Исходный текст
○ ○ ○

Юридическая сторона рассматриваемого преступления заключается в нарушении юридического содержания отношений собственности — субъективного права собственности. Преступление нарушает это право как юридическое благо, предоставляющее субъекту общую правовую власть над принадлежащей ему вещью. В результате его совершения собственник практически не может осуществлять свои права в отношении имущества, вышедшего из его обладания. Конечно, право собственности как таковое у потерпевшего сохраняется. Как собственник он вправе истребовать свое имущество из чужого незаконного владения, потребовать возмещения причиненного ему вреда. Однако очевидно, что о какой-либо реализации потерпевшим по своему усмотрению правомочий владения, пользования и распоряжения имуществом, противозаконно вышедшим из его обладания, в этом случае говорить нельзя.

В связи со сказанным нельзя не увидеть, что «хищение похищенного» не образует преступления против собственности. Как таковое оно не причиняет вреда всей системе отношений, образующих объект преступлений против собственности. В частности, «вторичное изъятие» чужого имущества не нарушает «субъектно-объектных» отношений собственности, так как его предметом является имущество, уже вышедшее из обладания собственника (законного владельца). «Хищение похищенного» не нарушает и правомочий собственника, поскольку он уже лишен возможности реально осуществлять правовую власть над принадлежащей ему вещью. «Хищение похищенного» не нарушает и общественного отношения, защищающего отношения собственности, в содержание которого входит «потребность государства обеспечить имеющимися в его распоряжении средствами безопасность отношений собственности» (Филимонов В.Д. Охранительная функция уголовного права. — СПб., 2003. — С. 27).

К средствам обеспечения безопасности отношений собственности относится и уголовный закон. Но последний, как известно, призван защищать позитивные, социально полезные общественные отношения, охранять права и законные интересы субъектов этих отношений. Негативные социальные отношения, противозаконные имущественные интересы он не охраняет и не должен охранять. Хищение похищенного не становится преступлением против собственности и потому, что «общие для всех собственников условия реализации принадлежащих им имущественных прав», «имущественный правопорядок (общие для всех принципы и правила поведения в имущественной сфере)», «общие условия функционирования отношений собственности в обществе», нарушаемые, по мнению Г.Н.Борзенкова, А.Г.Безверхова, А.И.Бойцова, вторичным изъятием имущества, находятся за рамками отношений собственности как объекта уголовно-правовой охраны. За рамками составов преступлений против собственности находится и такое их отдаленное последствие, как паразитическое обогащение виновного за счет других лиц» <11>.

○ ○ ○

Извлеченные данные
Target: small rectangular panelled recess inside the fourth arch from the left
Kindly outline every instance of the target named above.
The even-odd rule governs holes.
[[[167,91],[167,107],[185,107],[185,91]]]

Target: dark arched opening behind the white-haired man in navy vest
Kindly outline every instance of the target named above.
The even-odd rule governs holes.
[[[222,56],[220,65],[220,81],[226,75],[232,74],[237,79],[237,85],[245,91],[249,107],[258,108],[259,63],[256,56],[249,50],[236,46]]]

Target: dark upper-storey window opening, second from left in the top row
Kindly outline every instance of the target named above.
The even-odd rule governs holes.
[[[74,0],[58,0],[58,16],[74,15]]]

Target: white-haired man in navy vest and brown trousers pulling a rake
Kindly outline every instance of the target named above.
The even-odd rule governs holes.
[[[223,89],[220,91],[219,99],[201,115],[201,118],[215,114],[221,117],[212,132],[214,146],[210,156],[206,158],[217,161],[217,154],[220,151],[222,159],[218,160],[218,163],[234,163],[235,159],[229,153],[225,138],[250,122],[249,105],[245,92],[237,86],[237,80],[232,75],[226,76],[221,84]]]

○ ○ ○

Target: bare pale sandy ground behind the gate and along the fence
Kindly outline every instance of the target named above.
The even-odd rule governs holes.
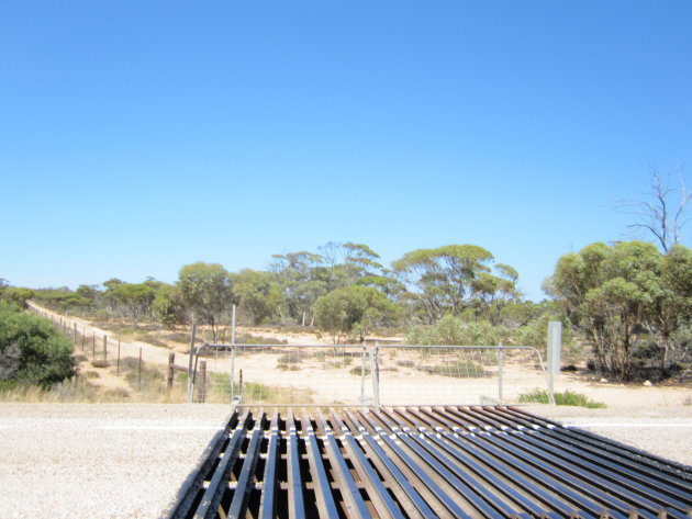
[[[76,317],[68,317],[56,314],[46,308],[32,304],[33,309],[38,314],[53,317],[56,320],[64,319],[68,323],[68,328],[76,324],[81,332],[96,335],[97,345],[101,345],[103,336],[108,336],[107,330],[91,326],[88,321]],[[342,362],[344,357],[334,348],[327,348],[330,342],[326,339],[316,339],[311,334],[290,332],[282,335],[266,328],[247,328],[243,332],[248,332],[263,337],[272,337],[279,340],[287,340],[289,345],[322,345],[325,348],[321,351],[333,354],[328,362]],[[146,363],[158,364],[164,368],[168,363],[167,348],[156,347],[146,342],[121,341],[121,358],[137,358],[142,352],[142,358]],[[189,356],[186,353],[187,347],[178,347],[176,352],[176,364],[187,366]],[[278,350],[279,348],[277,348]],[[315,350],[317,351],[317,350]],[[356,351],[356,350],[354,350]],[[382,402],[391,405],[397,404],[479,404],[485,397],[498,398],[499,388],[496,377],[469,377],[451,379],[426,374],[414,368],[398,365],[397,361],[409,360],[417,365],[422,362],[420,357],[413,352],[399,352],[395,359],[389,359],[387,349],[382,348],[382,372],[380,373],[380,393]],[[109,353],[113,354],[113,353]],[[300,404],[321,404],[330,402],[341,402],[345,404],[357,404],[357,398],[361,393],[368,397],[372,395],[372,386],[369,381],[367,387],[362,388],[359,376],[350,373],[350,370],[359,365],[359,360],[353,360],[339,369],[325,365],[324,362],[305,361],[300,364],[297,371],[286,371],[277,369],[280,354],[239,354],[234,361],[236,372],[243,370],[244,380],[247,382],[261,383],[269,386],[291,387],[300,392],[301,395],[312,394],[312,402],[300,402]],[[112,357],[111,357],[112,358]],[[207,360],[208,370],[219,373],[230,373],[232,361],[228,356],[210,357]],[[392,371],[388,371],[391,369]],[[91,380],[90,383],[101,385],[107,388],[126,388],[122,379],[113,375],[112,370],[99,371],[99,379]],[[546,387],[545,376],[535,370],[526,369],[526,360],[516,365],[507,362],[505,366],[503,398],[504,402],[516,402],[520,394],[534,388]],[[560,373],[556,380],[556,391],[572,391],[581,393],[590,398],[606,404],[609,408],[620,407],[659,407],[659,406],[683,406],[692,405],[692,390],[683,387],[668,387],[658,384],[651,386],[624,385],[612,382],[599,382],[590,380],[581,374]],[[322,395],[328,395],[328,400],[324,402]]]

○ ○ ○

Задание
Ответьте на вопросы по исходному тексту, пронумеровав ответы так же.
1. Что вправе сделать потерпевший как собственник, хотя имущество вышло из его обладания?
2. По какой причине «вторичное изъятие» чужого имущества не нарушает «субъектно-объектных» отношений собственности?
3. Какие отношения и интересы уголовный закон не охраняет и не должен охранять?

Ваш ответ
1. Истребовать свое имущество из чужого незаконного владения и потребовать возмещения причиненного ему вреда.
2. Его предметом является имущество, уже вышедшее из обладания собственника (законного владельца).
3. Негативные социальные отношения и противозаконные имущественные интересы.